SOAL LATIHAN ->
1 – Menurut teks tentang nahwu, di kota manakah Ibnu Sina belajar lebih dalam perihal Nahwu?
2 – Tukar kata "semangat" dengan "ketekunan" dalam teks tentang nahwu, lalu tuliskan kembali bagian antara "Namun bully-an atau" dan "dan mudah menyerah.", termasuk kedua ujungnya.
3 – Terjemahkan kalimat dari teks tentang nahwu ini ke dalam bahasa Inggris: "Salah satu karyanya yang menunjukkan proses transformasi tersebut adalah kitab al-Isyarat wa al-Tanbihat."

TEKS BACAAN ->
──────────

Nahwu dalam khazanah pengetahuan Islam itu seperti kuda-kuda dalam dunia persilatan. Bila kuda-kudanya tidak kuat bahkan tidak bagus maka sulit seorang pendekar untuk mampu bertanding. Begitu juga ketika Nahwu itu dipakai dalam pertarungan dunia keilmuan Islam. Maksud pertarungan di sini adalah pertarungan dalam menemukan makna atau maksud ketika menghadapi teks-teks khazanah literatur Islam yang kebanyakan memakai bahasa Arab. Atau bahkan Ketika seorang intelektual muslim hendak menuliskan pengetahuan atau pemikirannya dengan menggunakan bahasa Arab.
Dalam buku Tiga Madzhab Utama Filsafat Islam yang ditulis oleh Seyyed Hosein Nasr, Ibnu Sina konon pernah dibully gara-gara nahwu atau gaya bahasa penulisan buku-bukunya yang berbahasa Arab dikesankan rumit dan tidak jelas. Ketidakjelasan ini bisa jadi mulai dari penyusunan struktur kalimat – paragraf itu sendiri sampai dengan stilistikanya. Hal ini karena Ibnu Sina sendiri sebenarnya bukan dari kalangan Arab asli namun dari Arab “swasta” alias Persia.
Namun bully-an atau kritikan dari para ahli sastra itu tidak lantas menyurutkan langkah Ibnu Sina untuk berkarya. Sadar akan kekurangannya, cendekiawan sekaligus dokter masyhur ini langsung belajar lebih dalam lagi perihal Nahwu dan hal-hal lain yang berkaitan dengan kebahasa-araban di kota ilmu Isfahan. Gaya penulisan bahasa Arabnya mulai diperhalus dan disempurnakan sehingga lebih mudah untuk dipahami. Salah satu karyanya yang menunjukkan proses transformasi tersebut adalah kitab al-Isyarat wa al-Tanbihat.
Saya kira semangat Ibnu Sina dalam mempelajari nahwu atau gramatika Arab ini perlu untuk diteladani. Dalam tahap apapun atau sampai tahap manapun kita belajar Nahwu jangan pernah berhenti dan mudah menyerah.

──────────

DAFTAR DATA ->
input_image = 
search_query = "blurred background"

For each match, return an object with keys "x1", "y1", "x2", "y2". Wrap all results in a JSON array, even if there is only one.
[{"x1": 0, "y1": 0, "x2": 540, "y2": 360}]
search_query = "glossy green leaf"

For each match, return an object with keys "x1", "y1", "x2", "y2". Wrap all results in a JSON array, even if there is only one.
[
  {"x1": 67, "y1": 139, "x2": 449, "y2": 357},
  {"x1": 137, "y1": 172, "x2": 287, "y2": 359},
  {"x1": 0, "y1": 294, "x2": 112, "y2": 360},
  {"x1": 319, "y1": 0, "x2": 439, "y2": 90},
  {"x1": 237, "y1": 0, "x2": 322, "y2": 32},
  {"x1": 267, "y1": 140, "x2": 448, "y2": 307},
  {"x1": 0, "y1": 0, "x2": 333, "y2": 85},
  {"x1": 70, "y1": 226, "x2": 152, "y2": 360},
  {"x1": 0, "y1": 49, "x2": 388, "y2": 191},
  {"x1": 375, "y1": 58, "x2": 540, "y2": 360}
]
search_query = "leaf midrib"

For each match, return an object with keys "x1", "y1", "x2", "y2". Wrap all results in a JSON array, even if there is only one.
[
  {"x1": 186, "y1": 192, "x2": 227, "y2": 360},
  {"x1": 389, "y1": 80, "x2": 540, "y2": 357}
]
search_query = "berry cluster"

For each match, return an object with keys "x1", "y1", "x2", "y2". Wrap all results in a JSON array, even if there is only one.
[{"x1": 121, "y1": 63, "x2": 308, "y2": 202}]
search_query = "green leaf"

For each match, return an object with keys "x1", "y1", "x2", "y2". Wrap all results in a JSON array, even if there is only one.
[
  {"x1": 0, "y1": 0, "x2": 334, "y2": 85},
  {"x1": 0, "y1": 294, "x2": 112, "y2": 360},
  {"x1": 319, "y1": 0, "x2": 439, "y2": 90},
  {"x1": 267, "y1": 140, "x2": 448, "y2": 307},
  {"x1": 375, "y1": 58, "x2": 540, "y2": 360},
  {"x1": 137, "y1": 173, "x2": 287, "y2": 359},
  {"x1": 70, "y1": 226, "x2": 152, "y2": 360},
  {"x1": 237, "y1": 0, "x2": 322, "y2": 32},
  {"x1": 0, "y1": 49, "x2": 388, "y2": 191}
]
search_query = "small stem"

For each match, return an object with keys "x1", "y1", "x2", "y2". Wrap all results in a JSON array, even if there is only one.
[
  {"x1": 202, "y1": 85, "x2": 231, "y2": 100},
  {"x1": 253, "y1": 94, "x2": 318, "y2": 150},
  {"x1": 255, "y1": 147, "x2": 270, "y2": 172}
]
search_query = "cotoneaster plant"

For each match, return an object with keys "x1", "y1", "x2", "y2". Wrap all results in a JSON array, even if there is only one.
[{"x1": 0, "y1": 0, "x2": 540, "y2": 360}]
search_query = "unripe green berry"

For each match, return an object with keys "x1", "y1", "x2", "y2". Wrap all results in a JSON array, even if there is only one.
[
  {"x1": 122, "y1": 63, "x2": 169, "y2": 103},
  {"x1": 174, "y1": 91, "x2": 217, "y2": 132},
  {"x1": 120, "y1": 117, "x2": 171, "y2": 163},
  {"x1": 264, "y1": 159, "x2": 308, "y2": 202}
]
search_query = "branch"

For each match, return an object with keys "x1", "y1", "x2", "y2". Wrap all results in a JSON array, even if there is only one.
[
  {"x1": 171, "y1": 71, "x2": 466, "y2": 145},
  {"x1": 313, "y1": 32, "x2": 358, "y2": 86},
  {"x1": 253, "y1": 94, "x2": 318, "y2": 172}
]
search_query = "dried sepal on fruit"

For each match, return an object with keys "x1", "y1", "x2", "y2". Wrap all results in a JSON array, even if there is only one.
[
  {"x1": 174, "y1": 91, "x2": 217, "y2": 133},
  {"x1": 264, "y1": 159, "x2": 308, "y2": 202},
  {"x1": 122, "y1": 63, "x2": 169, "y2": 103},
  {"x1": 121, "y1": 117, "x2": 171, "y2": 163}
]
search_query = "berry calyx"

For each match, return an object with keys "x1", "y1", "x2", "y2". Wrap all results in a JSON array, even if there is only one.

──────────

KUNCI JAWABAN ->
1 – Di kota ilmu Isfahan.

2 –
Namun bully-an atau kritikan dari para ahli sastra itu tidak lantas menyurutkan langkah Ibnu Sina untuk berkarya. Sadar akan kekurangannya, cendekiawan sekaligus dokter masyhur ini langsung belajar lebih dalam lagi perihal Nahwu dan hal-hal lain yang berkaitan dengan kebahasa-araban di kota ilmu Isfahan. Gaya penulisan bahasa Arabnya mulai diperhalus dan disempurnakan sehingga lebih mudah untuk dipahami. Salah satu karyanya yang menunjukkan proses transformasi tersebut adalah kitab al-Isyarat wa al-Tanbihat.
Saya kira ketekunan Ibnu Sina dalam mempelajari nahwu atau gramatika Arab ini perlu untuk diteladani. Dalam tahap apapun atau sampai tahap manapun kita belajar Nahwu jangan pernah berhenti dan mudah menyerah.

3 – One of his works that shows this process of transformation is the book al-Isyarat wa al-Tanbihat.